EXERCISE DESCRIPTION: The lines to be set down run from the line containing "Every instance of the building facade" through the final line of the data below; print them exactly and print nothing else.

-- RAW DATA follows --

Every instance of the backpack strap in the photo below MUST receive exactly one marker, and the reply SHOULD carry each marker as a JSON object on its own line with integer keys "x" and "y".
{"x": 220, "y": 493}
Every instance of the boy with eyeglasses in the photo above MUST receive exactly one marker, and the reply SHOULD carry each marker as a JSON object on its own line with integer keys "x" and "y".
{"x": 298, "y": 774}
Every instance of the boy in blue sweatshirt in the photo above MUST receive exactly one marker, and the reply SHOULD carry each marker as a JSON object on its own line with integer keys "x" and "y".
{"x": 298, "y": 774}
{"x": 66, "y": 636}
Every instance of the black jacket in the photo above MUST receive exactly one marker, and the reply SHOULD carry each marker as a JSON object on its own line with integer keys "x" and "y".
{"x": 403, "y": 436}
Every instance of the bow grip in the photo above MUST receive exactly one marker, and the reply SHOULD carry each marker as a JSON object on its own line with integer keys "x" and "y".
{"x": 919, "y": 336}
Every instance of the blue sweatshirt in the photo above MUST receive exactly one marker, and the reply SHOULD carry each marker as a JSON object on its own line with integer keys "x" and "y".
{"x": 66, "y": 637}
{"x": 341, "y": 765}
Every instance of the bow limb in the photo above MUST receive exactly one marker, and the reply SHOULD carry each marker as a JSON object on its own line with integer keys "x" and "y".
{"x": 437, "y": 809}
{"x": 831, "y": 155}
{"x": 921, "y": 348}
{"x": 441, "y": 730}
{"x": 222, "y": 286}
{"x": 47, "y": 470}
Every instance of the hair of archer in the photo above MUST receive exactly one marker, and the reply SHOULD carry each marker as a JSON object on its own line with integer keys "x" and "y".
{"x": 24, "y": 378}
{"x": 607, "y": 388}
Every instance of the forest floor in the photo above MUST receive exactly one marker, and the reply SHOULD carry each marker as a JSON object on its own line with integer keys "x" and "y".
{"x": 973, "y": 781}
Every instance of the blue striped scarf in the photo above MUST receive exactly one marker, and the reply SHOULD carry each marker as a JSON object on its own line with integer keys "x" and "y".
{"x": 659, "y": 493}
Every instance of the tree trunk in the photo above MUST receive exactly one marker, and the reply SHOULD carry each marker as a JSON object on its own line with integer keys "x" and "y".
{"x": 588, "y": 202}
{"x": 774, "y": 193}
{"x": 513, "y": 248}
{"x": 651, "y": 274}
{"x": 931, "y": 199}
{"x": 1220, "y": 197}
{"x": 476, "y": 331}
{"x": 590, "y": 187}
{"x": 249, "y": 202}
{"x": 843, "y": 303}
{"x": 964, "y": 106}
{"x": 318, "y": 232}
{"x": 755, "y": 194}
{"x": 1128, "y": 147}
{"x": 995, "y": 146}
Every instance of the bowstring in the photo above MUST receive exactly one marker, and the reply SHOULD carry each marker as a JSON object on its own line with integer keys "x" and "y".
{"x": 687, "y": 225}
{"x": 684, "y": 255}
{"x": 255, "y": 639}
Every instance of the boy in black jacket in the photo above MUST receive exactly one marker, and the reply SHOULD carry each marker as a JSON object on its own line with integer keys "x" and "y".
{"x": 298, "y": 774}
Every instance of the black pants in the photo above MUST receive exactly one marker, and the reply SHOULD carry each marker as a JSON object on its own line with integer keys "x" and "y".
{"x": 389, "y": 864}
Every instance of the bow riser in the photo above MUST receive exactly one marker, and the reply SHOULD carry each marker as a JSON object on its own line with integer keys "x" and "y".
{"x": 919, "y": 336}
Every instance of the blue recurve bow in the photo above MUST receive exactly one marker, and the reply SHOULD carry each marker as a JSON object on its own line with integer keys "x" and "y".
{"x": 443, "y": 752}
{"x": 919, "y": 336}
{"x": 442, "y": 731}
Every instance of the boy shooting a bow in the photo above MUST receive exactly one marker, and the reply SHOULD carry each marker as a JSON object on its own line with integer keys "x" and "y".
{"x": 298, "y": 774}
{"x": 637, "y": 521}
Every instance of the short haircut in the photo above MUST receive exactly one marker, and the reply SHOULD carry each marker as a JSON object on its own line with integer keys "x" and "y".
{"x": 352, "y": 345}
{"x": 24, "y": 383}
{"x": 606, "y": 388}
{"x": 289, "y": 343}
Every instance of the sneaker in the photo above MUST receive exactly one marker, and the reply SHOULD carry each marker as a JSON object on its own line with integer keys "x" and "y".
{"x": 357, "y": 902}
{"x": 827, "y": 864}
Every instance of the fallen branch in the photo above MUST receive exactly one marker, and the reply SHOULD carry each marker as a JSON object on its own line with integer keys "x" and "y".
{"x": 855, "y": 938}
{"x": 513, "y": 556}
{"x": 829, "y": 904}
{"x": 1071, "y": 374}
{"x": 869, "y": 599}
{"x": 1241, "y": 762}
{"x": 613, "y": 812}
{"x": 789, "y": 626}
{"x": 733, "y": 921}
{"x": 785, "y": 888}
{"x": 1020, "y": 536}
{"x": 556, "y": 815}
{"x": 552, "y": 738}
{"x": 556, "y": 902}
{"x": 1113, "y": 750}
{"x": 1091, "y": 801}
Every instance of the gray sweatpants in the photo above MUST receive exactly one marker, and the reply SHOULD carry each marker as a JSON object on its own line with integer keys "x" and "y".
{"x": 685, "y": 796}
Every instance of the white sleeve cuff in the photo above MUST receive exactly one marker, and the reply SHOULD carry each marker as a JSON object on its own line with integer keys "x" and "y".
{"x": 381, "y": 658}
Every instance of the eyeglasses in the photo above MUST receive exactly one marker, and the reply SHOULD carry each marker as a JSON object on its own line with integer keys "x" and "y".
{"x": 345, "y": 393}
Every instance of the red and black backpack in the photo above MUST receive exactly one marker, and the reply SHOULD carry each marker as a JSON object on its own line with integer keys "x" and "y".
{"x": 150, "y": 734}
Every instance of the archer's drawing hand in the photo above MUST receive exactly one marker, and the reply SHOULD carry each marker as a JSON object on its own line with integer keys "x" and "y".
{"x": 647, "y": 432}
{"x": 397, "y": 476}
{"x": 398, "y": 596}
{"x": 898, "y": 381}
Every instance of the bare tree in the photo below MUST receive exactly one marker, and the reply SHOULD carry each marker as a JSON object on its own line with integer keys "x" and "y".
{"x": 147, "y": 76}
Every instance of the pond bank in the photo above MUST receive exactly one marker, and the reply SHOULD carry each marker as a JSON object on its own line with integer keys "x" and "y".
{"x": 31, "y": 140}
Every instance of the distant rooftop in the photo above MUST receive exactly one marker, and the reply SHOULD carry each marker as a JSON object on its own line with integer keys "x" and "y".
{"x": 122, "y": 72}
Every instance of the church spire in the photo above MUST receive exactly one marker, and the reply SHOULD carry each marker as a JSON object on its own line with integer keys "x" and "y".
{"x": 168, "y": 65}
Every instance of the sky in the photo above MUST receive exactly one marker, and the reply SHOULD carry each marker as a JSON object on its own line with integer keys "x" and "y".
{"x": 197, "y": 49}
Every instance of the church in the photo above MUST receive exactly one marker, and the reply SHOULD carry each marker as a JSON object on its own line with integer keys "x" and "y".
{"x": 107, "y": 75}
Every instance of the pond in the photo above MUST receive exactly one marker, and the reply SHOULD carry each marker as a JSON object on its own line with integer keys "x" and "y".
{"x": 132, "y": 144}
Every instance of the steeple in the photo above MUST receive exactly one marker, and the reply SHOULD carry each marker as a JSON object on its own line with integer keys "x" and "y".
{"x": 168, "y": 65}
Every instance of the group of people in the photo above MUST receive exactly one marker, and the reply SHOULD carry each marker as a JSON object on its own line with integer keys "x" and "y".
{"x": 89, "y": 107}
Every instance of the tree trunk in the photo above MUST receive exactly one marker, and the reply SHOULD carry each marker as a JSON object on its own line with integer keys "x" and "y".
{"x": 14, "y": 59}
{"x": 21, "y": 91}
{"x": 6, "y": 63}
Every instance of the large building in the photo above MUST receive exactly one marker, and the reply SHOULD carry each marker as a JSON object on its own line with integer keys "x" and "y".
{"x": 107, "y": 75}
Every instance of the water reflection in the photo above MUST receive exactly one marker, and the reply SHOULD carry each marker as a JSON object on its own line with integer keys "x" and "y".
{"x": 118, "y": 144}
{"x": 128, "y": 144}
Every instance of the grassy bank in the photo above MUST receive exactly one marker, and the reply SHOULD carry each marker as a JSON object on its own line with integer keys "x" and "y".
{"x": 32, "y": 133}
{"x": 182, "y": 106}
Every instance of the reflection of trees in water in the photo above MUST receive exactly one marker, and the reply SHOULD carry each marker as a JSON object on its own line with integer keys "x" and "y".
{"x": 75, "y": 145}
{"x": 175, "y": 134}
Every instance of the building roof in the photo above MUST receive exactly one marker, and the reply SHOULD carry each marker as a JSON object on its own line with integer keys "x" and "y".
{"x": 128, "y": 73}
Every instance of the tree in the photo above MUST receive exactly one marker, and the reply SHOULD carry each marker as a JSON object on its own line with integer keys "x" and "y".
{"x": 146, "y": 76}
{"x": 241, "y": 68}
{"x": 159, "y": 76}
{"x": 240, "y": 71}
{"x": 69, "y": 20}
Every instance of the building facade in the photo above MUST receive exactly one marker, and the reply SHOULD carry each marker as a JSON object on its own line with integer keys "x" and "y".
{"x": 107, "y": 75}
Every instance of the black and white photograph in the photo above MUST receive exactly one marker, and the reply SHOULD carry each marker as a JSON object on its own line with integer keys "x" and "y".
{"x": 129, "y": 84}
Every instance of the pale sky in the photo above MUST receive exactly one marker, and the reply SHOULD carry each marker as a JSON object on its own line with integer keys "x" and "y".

-- RAW DATA concluded --

ANSWER FOR THE TASK:
Every instance of the building facade in the photo above MUST receive exactly one marker, and the reply SHOULD carry each marker as a JSON object on its own line with integer keys "x" and "y".
{"x": 107, "y": 75}
Every instance of the black and white photograph in the photo above MUST receive exactly one marker, and the reply SHOULD carry each marker as a JSON object on its own line with integer keys "x" and "y".
{"x": 129, "y": 84}
Every instance of the pale sky in the photo above MUST receive exactly one marker, and the reply SHOULD carry each marker as a JSON object on its own line with integer keys "x" and "y".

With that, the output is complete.